> _BRIEF_:
What is the number of lines below that include the string "green"? Provide that number alone.

------

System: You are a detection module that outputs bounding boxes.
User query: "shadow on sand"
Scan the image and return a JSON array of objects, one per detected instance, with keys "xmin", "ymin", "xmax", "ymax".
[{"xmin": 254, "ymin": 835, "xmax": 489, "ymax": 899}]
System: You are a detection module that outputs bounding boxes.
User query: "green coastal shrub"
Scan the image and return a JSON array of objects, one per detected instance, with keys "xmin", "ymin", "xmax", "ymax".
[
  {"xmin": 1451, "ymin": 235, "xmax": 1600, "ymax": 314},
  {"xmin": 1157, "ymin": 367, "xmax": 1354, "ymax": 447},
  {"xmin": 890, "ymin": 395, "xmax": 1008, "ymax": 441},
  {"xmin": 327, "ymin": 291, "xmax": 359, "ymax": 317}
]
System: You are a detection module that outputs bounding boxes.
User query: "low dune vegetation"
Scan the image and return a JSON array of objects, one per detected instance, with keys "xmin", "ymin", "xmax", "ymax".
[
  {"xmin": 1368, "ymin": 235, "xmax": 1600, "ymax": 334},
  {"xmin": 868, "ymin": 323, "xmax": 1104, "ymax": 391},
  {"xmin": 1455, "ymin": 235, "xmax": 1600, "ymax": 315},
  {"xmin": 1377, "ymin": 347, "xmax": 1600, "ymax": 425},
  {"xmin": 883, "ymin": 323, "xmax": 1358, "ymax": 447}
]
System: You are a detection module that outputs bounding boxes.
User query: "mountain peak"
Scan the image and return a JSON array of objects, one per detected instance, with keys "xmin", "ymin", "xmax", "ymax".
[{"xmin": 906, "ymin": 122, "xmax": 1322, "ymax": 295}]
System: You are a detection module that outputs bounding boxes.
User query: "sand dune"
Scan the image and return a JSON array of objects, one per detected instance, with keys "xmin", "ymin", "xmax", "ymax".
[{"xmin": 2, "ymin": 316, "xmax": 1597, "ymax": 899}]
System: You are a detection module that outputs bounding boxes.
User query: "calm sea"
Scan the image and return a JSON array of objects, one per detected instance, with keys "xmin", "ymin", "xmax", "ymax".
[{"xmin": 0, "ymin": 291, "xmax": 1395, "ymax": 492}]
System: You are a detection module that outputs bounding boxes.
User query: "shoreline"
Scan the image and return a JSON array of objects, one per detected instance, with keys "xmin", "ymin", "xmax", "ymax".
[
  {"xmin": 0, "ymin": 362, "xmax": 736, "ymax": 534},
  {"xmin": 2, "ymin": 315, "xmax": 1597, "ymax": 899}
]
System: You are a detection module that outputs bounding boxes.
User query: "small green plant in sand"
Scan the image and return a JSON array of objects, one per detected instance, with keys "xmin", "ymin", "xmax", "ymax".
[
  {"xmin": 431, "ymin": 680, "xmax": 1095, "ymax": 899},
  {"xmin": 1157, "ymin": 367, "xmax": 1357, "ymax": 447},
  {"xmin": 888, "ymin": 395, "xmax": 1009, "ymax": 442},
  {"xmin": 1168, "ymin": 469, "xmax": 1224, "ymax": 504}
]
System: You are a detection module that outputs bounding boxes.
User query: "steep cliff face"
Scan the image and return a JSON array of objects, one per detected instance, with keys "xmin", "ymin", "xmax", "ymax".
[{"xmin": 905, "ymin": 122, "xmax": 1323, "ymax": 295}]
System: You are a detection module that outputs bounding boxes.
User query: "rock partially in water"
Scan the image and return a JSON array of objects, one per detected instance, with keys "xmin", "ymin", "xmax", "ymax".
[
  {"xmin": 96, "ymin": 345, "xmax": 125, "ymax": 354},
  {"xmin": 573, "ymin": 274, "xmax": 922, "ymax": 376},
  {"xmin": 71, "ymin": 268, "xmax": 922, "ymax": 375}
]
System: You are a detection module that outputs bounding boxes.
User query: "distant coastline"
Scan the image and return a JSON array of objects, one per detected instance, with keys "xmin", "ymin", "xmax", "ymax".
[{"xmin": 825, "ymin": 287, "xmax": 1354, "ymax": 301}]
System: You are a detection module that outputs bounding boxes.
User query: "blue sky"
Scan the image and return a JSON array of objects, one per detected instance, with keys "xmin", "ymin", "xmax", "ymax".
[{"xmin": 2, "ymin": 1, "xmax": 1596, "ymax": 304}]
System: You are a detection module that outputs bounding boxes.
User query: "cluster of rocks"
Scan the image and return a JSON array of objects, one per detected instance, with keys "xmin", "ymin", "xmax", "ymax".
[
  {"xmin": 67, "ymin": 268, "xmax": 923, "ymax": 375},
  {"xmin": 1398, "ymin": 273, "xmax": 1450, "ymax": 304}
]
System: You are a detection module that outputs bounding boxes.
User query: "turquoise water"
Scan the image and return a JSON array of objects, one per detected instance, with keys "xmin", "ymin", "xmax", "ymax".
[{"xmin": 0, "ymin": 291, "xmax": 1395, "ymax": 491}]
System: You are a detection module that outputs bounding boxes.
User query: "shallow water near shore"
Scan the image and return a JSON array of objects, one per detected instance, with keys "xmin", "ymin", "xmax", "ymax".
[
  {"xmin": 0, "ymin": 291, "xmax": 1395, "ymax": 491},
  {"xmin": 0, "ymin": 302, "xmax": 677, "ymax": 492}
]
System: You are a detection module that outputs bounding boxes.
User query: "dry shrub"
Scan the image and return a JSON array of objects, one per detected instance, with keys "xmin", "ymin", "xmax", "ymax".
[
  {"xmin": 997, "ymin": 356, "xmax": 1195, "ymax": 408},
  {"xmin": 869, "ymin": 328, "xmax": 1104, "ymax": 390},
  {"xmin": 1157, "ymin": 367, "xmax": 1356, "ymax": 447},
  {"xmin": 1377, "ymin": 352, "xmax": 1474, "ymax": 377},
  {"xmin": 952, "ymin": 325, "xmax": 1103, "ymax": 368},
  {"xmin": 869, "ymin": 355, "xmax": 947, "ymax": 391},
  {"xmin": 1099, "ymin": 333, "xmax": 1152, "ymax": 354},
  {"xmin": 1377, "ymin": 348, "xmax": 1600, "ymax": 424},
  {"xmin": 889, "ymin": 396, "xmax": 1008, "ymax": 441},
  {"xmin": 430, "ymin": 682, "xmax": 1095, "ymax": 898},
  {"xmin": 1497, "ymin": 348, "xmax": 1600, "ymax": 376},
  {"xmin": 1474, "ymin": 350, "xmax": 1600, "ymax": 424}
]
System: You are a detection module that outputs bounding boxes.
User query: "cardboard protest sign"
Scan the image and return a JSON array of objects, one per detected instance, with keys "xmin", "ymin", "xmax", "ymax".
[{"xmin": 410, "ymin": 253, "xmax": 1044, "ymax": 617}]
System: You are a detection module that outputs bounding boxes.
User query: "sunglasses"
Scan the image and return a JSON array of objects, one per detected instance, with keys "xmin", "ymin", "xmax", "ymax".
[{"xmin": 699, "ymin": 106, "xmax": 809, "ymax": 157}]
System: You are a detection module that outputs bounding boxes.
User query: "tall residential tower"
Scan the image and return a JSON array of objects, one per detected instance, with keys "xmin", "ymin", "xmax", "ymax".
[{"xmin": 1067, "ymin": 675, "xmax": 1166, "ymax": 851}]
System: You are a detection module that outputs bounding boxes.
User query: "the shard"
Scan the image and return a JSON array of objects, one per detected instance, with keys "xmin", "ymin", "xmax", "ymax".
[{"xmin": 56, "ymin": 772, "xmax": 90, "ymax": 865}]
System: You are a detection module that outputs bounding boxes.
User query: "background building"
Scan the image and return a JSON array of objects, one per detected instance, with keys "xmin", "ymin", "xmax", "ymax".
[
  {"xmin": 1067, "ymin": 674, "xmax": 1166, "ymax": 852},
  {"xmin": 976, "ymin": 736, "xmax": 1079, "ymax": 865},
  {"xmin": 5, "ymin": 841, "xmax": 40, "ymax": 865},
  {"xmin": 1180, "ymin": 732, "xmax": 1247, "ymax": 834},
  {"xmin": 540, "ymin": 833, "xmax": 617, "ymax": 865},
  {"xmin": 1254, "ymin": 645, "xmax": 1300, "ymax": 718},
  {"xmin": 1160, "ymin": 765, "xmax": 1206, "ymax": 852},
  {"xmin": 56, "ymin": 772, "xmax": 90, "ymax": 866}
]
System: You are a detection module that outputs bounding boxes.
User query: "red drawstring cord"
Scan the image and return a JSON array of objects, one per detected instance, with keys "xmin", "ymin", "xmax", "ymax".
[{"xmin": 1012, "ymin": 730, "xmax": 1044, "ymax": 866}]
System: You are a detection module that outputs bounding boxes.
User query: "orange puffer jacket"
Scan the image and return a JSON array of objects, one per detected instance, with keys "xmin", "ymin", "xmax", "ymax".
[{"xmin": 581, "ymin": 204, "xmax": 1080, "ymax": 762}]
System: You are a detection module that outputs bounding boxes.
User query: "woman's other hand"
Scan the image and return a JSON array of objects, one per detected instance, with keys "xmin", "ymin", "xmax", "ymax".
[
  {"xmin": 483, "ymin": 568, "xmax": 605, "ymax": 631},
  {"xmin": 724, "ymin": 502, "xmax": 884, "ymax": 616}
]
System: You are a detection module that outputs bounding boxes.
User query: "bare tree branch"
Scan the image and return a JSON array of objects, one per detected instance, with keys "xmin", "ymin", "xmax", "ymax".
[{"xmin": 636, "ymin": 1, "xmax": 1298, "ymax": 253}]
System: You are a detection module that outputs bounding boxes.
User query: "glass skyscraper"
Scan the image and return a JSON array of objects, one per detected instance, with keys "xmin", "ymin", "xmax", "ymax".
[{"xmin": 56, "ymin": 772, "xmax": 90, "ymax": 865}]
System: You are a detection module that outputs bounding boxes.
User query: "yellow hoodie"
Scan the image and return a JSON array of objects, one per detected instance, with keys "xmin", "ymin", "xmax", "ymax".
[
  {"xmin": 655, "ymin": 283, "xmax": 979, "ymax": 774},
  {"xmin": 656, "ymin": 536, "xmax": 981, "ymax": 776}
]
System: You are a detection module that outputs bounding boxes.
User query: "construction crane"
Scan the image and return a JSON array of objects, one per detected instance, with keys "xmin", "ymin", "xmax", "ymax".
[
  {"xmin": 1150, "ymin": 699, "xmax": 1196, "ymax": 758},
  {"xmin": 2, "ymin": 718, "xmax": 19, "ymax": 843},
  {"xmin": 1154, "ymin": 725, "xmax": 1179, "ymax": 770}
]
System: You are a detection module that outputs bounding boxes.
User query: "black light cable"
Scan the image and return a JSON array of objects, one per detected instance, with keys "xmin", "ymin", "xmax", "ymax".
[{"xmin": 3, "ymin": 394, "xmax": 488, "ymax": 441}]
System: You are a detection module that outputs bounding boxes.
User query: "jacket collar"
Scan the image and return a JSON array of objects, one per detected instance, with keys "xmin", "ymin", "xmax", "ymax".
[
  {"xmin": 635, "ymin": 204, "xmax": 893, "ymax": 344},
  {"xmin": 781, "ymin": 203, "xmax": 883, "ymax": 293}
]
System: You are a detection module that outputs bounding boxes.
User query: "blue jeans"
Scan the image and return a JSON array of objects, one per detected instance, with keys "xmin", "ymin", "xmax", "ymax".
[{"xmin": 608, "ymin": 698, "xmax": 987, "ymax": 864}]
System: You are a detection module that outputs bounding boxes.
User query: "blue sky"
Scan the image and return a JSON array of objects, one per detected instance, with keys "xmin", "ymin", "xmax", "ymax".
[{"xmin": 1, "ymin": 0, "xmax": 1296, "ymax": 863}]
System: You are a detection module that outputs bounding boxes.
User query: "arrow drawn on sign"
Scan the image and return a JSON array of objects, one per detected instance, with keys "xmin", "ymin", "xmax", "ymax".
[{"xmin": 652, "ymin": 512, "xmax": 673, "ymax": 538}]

------

> _TASK RESULT_:
2